* [Task objective]
Omitting all pictures, copy word for word the lines from the line containing "[mark] the white foam" through the final line of the entries.

* [Record list]
* * * * * * * * *

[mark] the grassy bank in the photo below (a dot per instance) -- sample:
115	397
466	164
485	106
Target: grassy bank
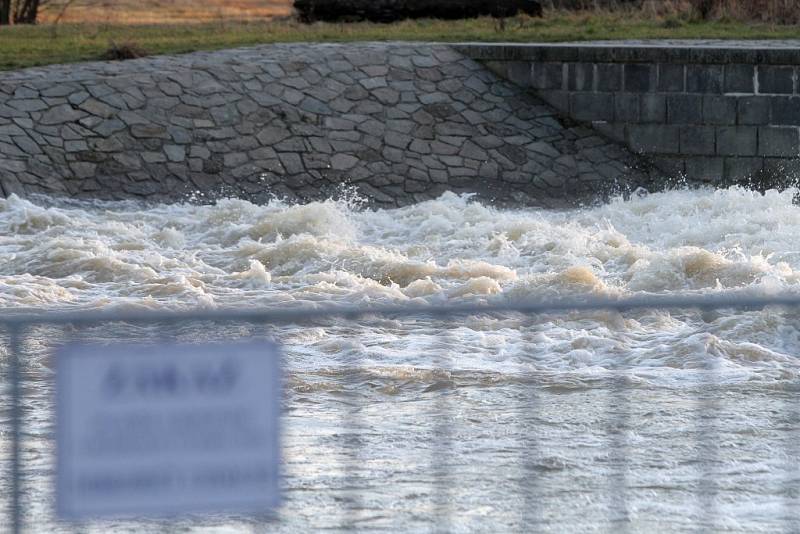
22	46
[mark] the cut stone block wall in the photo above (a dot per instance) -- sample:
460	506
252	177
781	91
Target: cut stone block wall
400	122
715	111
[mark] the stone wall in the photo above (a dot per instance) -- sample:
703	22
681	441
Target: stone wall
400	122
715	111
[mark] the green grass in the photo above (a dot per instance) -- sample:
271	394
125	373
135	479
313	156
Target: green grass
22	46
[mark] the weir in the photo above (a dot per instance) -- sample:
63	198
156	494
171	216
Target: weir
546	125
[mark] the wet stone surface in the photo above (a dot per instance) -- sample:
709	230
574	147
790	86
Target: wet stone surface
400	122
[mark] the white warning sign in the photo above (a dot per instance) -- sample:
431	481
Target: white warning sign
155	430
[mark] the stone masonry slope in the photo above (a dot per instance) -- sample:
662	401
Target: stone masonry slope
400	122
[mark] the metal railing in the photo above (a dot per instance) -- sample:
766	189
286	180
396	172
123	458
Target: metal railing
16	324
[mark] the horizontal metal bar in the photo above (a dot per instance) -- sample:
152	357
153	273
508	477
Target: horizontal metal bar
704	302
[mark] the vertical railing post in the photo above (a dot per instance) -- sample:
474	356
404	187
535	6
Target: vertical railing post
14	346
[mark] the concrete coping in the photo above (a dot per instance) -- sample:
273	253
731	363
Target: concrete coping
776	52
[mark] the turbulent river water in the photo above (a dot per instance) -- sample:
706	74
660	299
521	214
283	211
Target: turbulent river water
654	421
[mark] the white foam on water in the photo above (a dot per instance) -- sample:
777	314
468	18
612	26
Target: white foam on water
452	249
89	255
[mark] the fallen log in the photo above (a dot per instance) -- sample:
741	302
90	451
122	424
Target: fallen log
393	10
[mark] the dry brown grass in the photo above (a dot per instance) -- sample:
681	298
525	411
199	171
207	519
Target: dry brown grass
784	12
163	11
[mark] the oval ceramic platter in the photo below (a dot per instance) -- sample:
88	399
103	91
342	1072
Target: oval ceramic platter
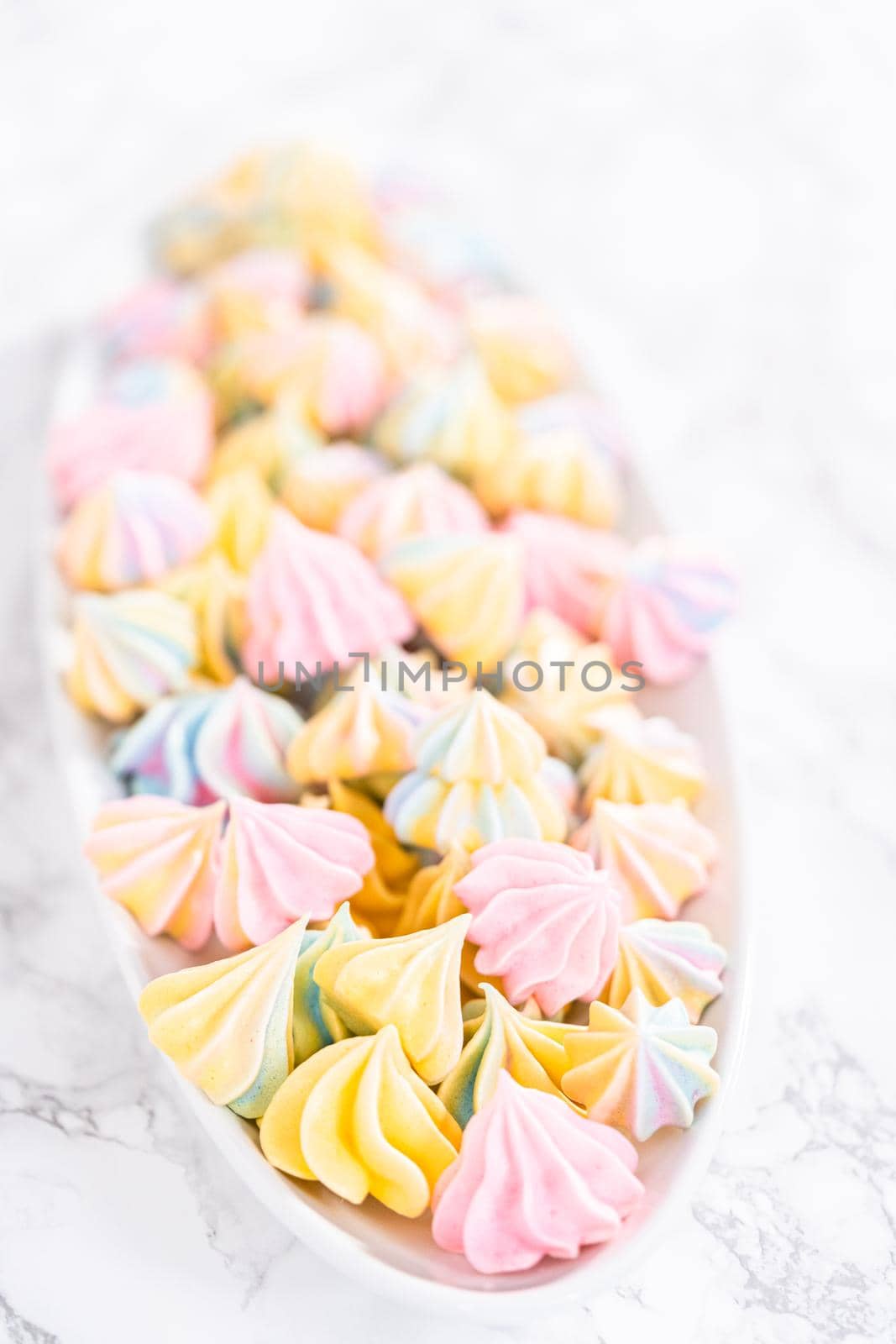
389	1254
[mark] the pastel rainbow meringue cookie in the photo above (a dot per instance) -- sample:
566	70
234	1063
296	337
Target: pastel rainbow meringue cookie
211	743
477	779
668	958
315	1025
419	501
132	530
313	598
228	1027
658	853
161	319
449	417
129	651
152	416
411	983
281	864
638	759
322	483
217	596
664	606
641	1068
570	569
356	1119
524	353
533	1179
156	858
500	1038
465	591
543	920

* * * * * * * * *

* [Exercise result]
[mark] the white foam on water in the photo above (a dot per instance) -- sample:
777	314
468	18
612	26
Target: white foam on water
452	249
89	255
[mark] the fallen log in the photo above (a dot per instance) -- sample:
741	302
90	451
122	424
Target: fallen log
393	10
[mark] the dry brown grass in the photo above (a dot per instance) -- sample:
681	298
525	411
199	171
207	519
Target: dry brown grass
784	12
163	11
[mark] the oval ceramic platter in the photo below (a dot per instance) -- sample:
88	399
103	91
342	1072
Target: oval ceramic platter
389	1254
[mark] the pastel rainbow meringue cookie in the photo above (a dot per instance) -- sample:
566	70
234	1063
296	337
Target: pastel rainbow meringue cookie
211	743
477	779
668	958
315	1025
419	501
132	530
313	598
228	1027
658	853
161	319
449	417
129	651
152	416
411	983
281	864
638	759
322	483
217	596
664	606
641	1068
570	569
356	1119
524	353
533	1179
156	858
500	1038
465	591
543	920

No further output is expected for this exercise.